[Pointing dataset excerpts]
*****

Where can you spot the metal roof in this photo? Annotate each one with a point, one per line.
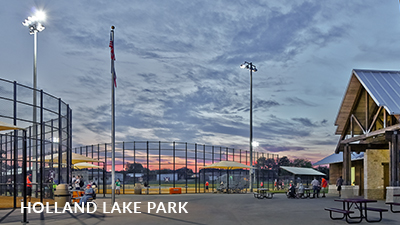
(302, 171)
(382, 86)
(338, 158)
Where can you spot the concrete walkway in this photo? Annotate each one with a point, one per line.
(204, 209)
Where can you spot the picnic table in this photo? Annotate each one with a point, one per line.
(355, 204)
(394, 203)
(307, 192)
(263, 193)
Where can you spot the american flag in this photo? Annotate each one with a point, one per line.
(113, 58)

*****

* Given problem
Find the line containing "Where can you spot the concrete" in the material above. Print it and every line after it through the end, exactly and only those.

* Exercise solution
Where can you spot the concrete walkway in this photo? Annotate each one with a point, one per line.
(204, 209)
Where can you spot the picnic table in this photo? Annotate each one with a point, one per line.
(355, 204)
(394, 203)
(307, 192)
(263, 193)
Where can you spot the american flag in this photo? Annotate each one with a point, one per line.
(113, 58)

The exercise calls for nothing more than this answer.